___ Available data
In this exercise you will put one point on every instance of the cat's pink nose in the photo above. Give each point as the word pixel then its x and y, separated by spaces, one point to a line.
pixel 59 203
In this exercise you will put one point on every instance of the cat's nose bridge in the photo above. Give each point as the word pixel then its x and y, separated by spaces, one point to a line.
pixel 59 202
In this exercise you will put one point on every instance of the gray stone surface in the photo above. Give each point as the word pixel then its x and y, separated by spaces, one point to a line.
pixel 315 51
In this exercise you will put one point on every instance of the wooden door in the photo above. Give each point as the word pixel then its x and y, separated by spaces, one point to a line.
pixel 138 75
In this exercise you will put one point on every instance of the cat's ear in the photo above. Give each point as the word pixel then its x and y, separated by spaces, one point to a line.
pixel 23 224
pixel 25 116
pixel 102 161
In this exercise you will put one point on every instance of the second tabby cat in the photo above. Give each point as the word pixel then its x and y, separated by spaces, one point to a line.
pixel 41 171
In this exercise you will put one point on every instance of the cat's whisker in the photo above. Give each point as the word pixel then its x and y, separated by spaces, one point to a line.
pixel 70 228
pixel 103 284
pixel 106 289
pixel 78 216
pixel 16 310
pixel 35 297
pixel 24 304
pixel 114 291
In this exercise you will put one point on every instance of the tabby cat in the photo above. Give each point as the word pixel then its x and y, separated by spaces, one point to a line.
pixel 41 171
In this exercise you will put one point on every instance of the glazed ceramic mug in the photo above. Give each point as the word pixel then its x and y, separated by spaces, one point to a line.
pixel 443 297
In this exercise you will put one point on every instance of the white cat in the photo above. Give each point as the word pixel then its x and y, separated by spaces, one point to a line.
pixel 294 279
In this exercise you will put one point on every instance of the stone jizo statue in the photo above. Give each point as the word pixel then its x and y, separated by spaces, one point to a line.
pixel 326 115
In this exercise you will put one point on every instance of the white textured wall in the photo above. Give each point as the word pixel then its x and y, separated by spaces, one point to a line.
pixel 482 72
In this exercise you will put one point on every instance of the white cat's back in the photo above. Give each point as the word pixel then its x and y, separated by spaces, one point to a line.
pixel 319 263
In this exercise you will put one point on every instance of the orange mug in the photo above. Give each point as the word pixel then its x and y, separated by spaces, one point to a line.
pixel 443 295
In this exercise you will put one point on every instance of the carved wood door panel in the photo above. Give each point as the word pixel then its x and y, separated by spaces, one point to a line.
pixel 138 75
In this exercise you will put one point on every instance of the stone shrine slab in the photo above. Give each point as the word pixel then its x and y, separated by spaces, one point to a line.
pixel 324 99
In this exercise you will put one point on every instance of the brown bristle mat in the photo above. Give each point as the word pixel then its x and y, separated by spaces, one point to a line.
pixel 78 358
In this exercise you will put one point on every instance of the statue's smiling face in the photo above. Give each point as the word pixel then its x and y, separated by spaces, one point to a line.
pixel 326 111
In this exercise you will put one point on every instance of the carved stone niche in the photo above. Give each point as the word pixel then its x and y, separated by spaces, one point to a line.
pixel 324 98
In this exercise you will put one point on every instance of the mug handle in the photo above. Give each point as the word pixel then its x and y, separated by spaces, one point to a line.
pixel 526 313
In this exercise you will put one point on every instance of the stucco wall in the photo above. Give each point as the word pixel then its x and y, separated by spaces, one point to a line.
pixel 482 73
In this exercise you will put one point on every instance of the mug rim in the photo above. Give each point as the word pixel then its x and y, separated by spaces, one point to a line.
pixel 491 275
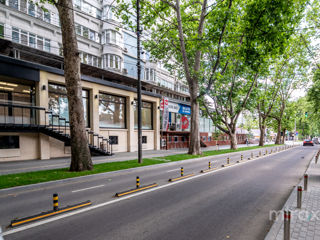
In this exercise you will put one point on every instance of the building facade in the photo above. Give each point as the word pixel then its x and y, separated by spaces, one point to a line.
pixel 31 38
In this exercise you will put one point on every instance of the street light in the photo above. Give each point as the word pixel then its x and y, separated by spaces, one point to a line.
pixel 139 84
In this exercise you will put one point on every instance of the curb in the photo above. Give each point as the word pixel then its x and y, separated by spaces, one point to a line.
pixel 179 178
pixel 120 194
pixel 119 171
pixel 276 226
pixel 47 214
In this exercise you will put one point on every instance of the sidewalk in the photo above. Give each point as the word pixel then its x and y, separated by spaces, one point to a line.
pixel 36 165
pixel 305 222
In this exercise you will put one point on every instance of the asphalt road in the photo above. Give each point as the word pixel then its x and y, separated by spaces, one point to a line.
pixel 230 203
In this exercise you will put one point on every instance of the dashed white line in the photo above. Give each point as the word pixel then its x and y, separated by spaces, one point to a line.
pixel 32 225
pixel 84 189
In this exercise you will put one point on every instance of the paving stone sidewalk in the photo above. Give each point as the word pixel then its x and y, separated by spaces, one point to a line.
pixel 305 222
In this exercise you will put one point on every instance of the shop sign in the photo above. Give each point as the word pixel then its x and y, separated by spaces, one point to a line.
pixel 165 116
pixel 173 107
pixel 185 122
pixel 185 110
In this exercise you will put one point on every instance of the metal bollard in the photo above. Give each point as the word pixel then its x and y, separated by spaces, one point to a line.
pixel 137 182
pixel 55 202
pixel 299 196
pixel 305 182
pixel 286 225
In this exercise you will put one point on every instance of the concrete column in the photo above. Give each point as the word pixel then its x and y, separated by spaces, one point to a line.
pixel 132 142
pixel 42 98
pixel 156 124
pixel 44 147
pixel 94 110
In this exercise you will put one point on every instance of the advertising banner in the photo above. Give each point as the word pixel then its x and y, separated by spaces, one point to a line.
pixel 185 110
pixel 165 113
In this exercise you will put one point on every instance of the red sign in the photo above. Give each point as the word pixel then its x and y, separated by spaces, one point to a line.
pixel 185 122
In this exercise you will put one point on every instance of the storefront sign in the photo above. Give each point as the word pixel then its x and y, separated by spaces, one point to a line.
pixel 185 122
pixel 185 110
pixel 165 116
pixel 174 107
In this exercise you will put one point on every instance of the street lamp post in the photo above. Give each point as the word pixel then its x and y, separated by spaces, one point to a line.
pixel 139 84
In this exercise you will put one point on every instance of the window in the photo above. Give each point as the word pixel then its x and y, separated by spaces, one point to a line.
pixel 146 115
pixel 150 74
pixel 47 16
pixel 24 38
pixel 31 9
pixel 32 40
pixel 40 43
pixel 9 142
pixel 1 30
pixel 107 13
pixel 15 35
pixel 58 102
pixel 47 45
pixel 113 37
pixel 144 139
pixel 90 59
pixel 13 4
pixel 112 61
pixel 23 6
pixel 78 29
pixel 112 111
pixel 39 13
pixel 113 139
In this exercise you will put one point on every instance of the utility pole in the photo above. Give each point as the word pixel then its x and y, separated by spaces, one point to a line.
pixel 139 85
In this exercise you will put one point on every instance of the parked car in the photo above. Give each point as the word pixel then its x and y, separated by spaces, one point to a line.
pixel 308 142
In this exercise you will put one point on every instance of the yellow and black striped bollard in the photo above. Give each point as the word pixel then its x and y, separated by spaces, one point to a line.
pixel 137 182
pixel 55 202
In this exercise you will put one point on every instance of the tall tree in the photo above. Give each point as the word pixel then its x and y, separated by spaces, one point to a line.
pixel 295 63
pixel 80 153
pixel 255 26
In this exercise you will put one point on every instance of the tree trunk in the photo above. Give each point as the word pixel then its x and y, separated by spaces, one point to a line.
pixel 194 147
pixel 80 153
pixel 262 135
pixel 233 140
pixel 278 139
pixel 284 136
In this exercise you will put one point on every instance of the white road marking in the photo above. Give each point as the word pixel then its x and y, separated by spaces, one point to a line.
pixel 1 238
pixel 84 189
pixel 92 207
pixel 178 169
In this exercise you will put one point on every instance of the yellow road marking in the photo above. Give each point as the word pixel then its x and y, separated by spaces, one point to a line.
pixel 50 214
pixel 136 190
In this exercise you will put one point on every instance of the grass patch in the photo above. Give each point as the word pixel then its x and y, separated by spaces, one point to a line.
pixel 19 179
pixel 179 157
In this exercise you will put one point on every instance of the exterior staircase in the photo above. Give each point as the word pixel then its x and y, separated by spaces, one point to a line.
pixel 23 118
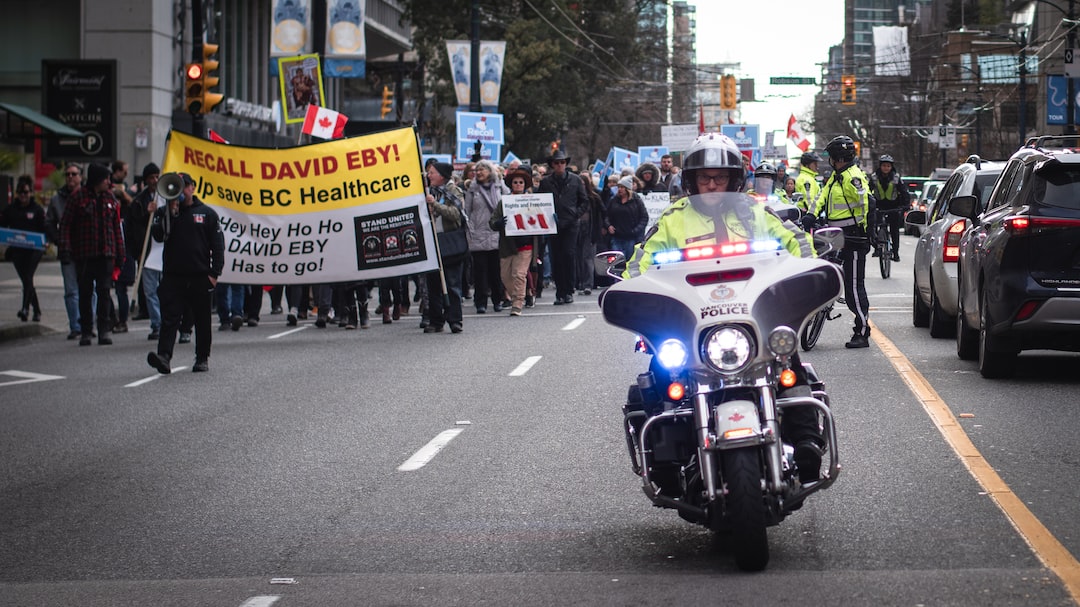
______
- _Exercise prompt_
Set down exactly, with no additions, each line from the line that includes "of the exterior" to the final line of the entries above; leave pictures out.

- _Solution to the problem_
In this exercise you will put one point on every instance of the exterior staircase in the photo above. Give each point as the word pixel then its x and y, separated by spaces, one point to a line.
pixel 23 118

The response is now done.